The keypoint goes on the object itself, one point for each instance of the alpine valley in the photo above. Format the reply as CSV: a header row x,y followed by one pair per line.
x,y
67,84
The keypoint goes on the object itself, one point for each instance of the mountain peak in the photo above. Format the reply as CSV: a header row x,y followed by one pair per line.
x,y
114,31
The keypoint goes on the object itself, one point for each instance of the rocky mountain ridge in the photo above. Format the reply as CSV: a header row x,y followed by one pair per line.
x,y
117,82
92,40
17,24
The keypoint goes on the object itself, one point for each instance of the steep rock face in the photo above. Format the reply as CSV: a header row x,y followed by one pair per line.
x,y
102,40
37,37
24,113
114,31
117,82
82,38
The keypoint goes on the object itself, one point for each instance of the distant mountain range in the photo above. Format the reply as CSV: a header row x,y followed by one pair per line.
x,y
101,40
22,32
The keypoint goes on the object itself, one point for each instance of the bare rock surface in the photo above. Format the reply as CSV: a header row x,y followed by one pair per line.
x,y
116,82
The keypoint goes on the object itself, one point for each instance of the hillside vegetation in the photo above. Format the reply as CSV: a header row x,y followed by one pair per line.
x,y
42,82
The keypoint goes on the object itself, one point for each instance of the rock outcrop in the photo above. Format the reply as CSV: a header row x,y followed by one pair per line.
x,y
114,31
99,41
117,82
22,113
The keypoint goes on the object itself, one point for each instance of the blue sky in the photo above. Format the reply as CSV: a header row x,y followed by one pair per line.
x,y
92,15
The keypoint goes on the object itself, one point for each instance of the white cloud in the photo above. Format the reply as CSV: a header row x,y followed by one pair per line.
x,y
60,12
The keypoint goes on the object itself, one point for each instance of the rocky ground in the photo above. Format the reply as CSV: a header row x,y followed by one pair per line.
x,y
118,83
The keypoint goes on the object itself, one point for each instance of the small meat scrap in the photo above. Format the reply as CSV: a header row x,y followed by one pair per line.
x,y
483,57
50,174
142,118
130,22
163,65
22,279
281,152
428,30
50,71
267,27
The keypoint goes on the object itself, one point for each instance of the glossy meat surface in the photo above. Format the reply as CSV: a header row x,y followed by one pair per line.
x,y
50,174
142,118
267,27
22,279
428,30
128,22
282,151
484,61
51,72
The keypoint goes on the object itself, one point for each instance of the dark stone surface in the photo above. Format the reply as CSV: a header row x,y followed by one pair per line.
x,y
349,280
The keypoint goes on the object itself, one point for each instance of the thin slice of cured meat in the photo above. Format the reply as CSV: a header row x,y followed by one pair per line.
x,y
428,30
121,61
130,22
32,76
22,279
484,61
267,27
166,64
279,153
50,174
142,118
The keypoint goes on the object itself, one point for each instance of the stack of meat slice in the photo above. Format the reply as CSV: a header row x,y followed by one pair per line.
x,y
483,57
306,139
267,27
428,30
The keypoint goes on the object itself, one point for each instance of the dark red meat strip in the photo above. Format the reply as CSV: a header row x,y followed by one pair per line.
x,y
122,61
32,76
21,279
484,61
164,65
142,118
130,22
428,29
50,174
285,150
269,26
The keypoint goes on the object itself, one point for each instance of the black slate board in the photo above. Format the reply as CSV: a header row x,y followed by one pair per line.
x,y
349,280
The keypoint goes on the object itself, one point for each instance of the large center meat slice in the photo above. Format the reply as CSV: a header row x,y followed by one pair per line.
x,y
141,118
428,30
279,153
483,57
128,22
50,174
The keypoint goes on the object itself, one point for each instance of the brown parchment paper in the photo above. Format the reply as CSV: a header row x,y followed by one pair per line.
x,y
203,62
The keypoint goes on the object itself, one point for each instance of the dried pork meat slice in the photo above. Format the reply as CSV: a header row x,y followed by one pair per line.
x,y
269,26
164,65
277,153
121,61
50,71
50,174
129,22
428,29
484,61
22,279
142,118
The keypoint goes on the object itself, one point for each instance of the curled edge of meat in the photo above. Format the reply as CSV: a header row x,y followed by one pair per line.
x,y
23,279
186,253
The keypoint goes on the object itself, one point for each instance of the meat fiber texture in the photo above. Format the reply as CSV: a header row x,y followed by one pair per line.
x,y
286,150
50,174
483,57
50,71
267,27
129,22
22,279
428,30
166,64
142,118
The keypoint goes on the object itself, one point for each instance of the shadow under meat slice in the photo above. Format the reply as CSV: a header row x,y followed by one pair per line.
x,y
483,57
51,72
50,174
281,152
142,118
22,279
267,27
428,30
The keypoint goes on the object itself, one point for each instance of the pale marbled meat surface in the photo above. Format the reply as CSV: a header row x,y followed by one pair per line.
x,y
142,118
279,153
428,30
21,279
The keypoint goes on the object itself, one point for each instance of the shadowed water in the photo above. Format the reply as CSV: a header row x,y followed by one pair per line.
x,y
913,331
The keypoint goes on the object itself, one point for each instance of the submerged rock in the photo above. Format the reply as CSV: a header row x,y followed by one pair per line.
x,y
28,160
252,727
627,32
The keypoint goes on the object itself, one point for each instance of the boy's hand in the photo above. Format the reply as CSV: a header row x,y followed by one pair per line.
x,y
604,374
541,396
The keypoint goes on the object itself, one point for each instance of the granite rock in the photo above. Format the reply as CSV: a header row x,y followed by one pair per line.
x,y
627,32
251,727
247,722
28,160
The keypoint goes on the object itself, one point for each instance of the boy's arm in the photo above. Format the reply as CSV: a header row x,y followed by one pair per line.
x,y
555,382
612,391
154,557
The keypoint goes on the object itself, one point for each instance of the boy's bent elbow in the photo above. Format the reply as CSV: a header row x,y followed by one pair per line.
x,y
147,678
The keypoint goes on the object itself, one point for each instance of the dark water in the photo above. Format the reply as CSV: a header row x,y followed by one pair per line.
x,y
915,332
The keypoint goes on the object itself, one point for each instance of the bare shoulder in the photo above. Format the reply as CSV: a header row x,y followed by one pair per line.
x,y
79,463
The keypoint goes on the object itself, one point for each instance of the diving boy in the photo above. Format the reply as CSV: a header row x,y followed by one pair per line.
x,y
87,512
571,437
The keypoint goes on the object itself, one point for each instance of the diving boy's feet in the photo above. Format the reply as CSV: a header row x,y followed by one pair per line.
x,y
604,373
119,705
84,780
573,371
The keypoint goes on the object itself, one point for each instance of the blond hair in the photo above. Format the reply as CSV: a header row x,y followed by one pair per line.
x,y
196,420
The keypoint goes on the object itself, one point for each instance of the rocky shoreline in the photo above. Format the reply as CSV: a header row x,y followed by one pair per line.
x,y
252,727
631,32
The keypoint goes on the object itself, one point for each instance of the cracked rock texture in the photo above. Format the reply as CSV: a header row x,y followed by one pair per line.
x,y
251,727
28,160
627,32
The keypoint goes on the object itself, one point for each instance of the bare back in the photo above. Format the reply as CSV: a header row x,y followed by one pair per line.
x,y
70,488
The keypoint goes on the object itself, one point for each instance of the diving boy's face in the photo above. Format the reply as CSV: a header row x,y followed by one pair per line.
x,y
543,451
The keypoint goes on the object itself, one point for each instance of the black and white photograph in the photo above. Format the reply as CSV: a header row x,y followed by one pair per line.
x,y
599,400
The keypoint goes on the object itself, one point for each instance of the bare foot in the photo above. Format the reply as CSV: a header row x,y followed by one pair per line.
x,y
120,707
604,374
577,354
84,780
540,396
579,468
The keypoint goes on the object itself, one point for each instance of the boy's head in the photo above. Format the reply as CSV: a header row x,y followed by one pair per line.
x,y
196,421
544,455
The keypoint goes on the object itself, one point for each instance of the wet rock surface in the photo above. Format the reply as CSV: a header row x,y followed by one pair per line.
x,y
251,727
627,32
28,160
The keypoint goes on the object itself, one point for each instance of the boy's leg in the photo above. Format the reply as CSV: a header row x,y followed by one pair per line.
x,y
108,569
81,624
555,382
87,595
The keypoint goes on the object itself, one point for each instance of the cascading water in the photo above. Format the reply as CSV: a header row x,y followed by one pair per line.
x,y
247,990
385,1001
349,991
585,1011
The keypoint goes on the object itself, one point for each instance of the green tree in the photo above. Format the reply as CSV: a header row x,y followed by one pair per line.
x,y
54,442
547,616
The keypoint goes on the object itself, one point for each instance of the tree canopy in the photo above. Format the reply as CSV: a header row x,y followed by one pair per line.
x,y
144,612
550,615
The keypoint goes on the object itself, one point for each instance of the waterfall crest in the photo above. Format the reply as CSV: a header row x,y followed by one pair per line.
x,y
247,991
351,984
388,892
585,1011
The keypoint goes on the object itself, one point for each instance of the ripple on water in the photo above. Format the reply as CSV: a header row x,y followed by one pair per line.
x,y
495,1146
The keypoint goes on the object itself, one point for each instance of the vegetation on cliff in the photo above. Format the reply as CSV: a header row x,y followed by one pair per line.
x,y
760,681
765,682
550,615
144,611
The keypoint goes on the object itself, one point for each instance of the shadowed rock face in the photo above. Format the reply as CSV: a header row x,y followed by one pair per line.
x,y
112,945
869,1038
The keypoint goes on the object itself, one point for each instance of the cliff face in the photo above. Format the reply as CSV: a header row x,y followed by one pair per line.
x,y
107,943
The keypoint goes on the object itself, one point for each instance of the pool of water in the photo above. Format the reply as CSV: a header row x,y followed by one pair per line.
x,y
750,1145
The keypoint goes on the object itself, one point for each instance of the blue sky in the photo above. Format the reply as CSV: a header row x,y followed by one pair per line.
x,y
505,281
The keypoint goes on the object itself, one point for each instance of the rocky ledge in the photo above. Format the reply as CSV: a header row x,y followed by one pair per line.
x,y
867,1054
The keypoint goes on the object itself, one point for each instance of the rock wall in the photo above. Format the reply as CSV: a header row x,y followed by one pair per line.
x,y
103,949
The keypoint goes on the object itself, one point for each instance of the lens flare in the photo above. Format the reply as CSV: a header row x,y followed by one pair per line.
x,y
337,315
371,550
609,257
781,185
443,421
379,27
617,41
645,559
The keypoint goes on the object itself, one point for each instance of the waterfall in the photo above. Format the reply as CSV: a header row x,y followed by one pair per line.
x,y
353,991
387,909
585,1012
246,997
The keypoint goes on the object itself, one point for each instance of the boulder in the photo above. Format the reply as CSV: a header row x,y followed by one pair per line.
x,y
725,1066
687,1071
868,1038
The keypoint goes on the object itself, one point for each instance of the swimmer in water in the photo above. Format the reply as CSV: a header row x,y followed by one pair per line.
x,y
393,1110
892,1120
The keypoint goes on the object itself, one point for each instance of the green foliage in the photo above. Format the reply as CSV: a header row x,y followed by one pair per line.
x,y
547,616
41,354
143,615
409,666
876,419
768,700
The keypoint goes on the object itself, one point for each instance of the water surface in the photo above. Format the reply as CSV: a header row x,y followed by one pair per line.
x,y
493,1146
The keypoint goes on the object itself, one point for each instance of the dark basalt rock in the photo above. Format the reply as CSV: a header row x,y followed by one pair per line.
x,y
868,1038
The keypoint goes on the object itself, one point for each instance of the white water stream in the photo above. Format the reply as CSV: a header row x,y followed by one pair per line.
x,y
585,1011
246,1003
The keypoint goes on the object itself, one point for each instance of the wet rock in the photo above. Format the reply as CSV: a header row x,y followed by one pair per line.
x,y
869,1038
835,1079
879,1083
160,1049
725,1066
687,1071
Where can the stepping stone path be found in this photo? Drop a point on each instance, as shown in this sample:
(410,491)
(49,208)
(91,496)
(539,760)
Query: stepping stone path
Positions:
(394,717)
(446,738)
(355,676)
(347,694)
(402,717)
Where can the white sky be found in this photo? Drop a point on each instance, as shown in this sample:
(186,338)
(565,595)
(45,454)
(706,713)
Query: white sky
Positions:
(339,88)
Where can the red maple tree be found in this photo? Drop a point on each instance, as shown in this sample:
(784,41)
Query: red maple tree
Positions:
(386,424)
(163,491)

> **What needs to be done**
Copy only this span: the line that contains "wet rock in", the last line, and every line between them.

> **Answer to the task**
The keypoint goes on the object itself, one point for each instance of the wet rock in the photo above. Format the reply as CSV: a header row x,y followed by one pair per line.
x,y
869,1038
835,1079
879,1083
160,1049
725,1066
687,1071
Where can the stepping stone path be found in this photo? Drop a point on each instance, as shown in this sample:
(410,491)
(49,208)
(91,496)
(539,760)
Query: stepping stone path
Positions:
(394,717)
(446,738)
(355,676)
(347,694)
(402,717)
Where can the white sky be found in this photo? Drop a point on each instance, as shown in this sample:
(186,338)
(565,595)
(45,454)
(706,713)
Query: white sky
Positions:
(339,88)
Where can the red maple tree be found in this photo? Drop a point on each instance, as shown in this sample:
(784,41)
Query: red maple tree
Positions:
(386,424)
(163,491)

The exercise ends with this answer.